• _提示文_
........

SF マイクル・クライトン著「タイムライン」

マイクル・クライトン
酒井昭伸
2000年5月25日初版発行
早川書房

フランスにある14世紀の遺跡で大学の
歴史調査チームが発掘したのは、
なんと現代製の眼鏡のレンズと助けを
求めるメモだった。その直後、調査チームは
スポンサーでもある巨大ハイテク企業ITCに
よって緊急に呼び出された。
遺跡発掘の責任者であるジョンストン教授の
救出に協力してほしいというのだ。
リーダーのマレクをはじめ、
チームのメンバーたちは耳を疑った。
その行き先というのが、14世紀のフランスだったからだ。
ITCはタイムマシンともいうべき装置を開発していた。
それを使えば14世紀のフランスとの往き来が可能だという。
教授救出のために14世紀に転送されたマレクたちは、
騎士たちに襲撃され死者を出すなど思わぬ事態に見舞われた。
またその影響でITCのタイムマシンに深刻な損傷が
―猶予時間は37時間。一行は教授を救出し、
無事帰還できるのか?…最先端の量子力学理論をもとに描く、
驚異のタイムトラベル歴史冒険小説。

........

• _記録データ_
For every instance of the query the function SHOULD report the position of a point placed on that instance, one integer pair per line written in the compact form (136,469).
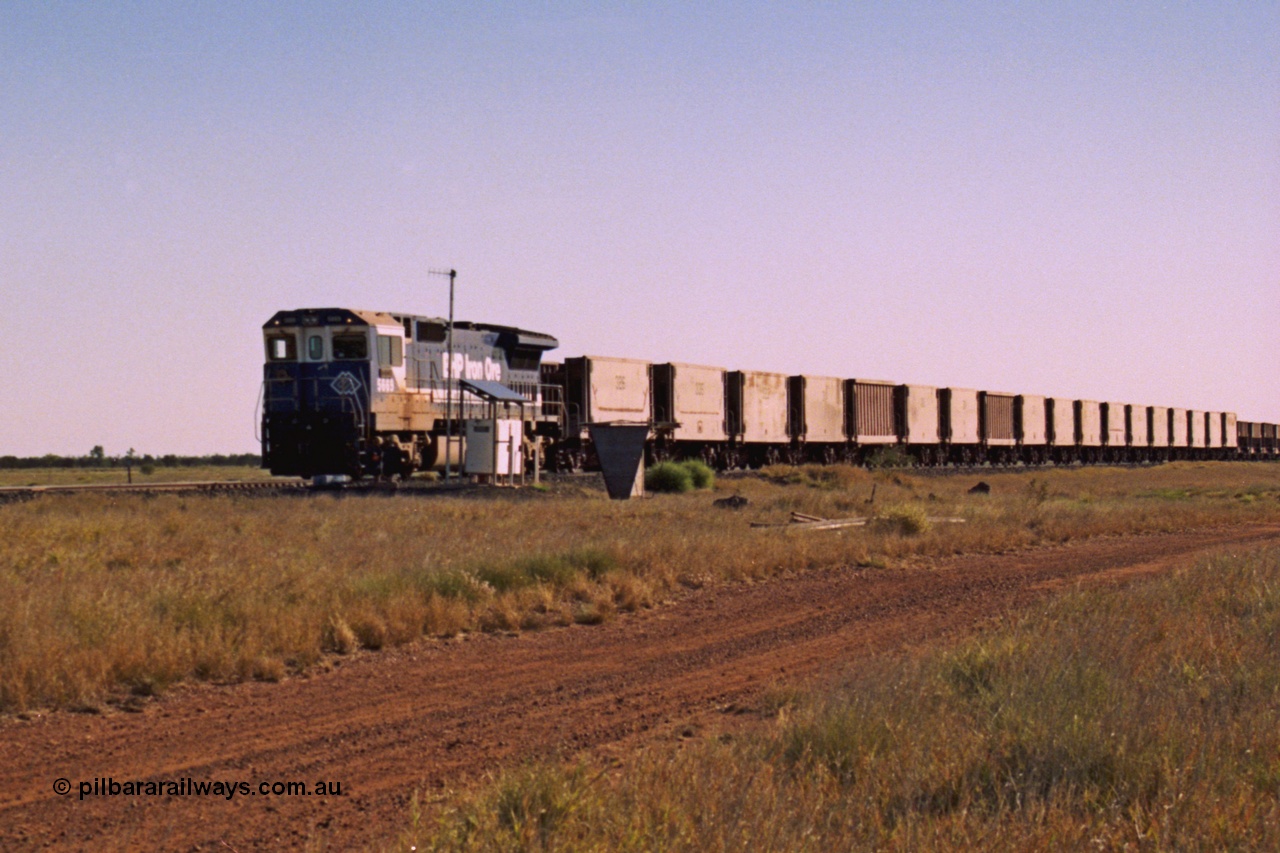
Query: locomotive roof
(355,316)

........

• _やること_
「タイムライン」の紹介文のうち、「ITCはタイムマシンともいうべき装置を開発していた。」から「驚異のタイムトラベル歴史冒険小説。」までの部分（両端を含む）を、「騎士」を「傭兵」に置き換えて書き直すこと。

• _作業結果_
ITCはタイムマシンともいうべき装置を開発していた。
それを使えば14世紀のフランスとの往き来が可能だという。
教授救出のために14世紀に転送されたマレクたちは、
傭兵たちに襲撃され死者を出すなど思わぬ事態に見舞われた。
またその影響でITCのタイムマシンに深刻な損傷が
―猶予時間は37時間。一行は教授を救出し、
無事帰還できるのか?…最先端の量子力学理論をもとに描く、
驚異のタイムトラベル歴史冒険小説。